• Reading passage:

Abstract
As a preliminary investigation towards obtaining carbon nanotube composite adsorbent for CO2 capture, in this study CO2 adsorption performance of three commercial carbon nanotubes (CNTs) one single-walled carbon nanotubes (SWCNTs), and two (2) different multi-walled carbon nanotubes (referred to as A-MWCNTs and B-MWCNTs) were evaluated and compared. The purpose of this study was to compare the different types of CNTs and select the best to serve as the solid anchor in the development of a hydrophobic composite adsorbent material for CO2 capture. The N2 physi-sorption of the CNTs was conducted to determine their surface area, pore volume and pore size. In addition, morphology and purity of the CNTs were checked with Transmission Electron Microscopy and Raman Spectroscopy, respectively. The CO2 adsorption capacity of the CNTs was evaluated using Thermo-gravimetric analysis (TGA) at 1.1 bar, at operating temperature ranged from 25 to 55 °C and at different CO2 feed flow rates, in order to evaluate the effects of these variables on the CO2 adsorption capacity. The results of CO2 adsorption with the TGA show that CO2 adsorption capacity for both SWCNTs and MWCNTs was the highest at 25 °C. Changing the CO2 flowrates had no significant effect on the adsorption capacity of MWCNTs, but decreasing the CO2 flow rate resulted in the enhancement of the CO2 adsorption capacity of SWCNTs. Overall, it was found that the SWCNTs displayed the highest CO2 adsorption capacity (29.97 gCO2/kg adsorbent) when compared to the MWCNTs (12.09 gCO2/kg adsorbent), indicating a 150% increase in adsorption capacity over MWCNTs.

• Given data:
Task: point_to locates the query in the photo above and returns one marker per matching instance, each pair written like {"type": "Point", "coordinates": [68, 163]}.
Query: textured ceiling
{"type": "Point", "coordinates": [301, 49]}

• Task description:
Answer these questions from the abstract on carbon nanotube CO2 adsorption.
(a) Which techniques were used to check the morphology and the purity of the CNTs?
(b) At what temperature was the CO2 adsorption capacity highest for both SWCNTs and MWCNTs?
(c) What CO2 adsorption capacity did the SWCNTs display?

• Result:
(a) Transmission Electron Microscopy for morphology and Raman Spectroscopy for purity.
(b) 25 °C.
(c) 29.97 gCO2/kg adsorbent.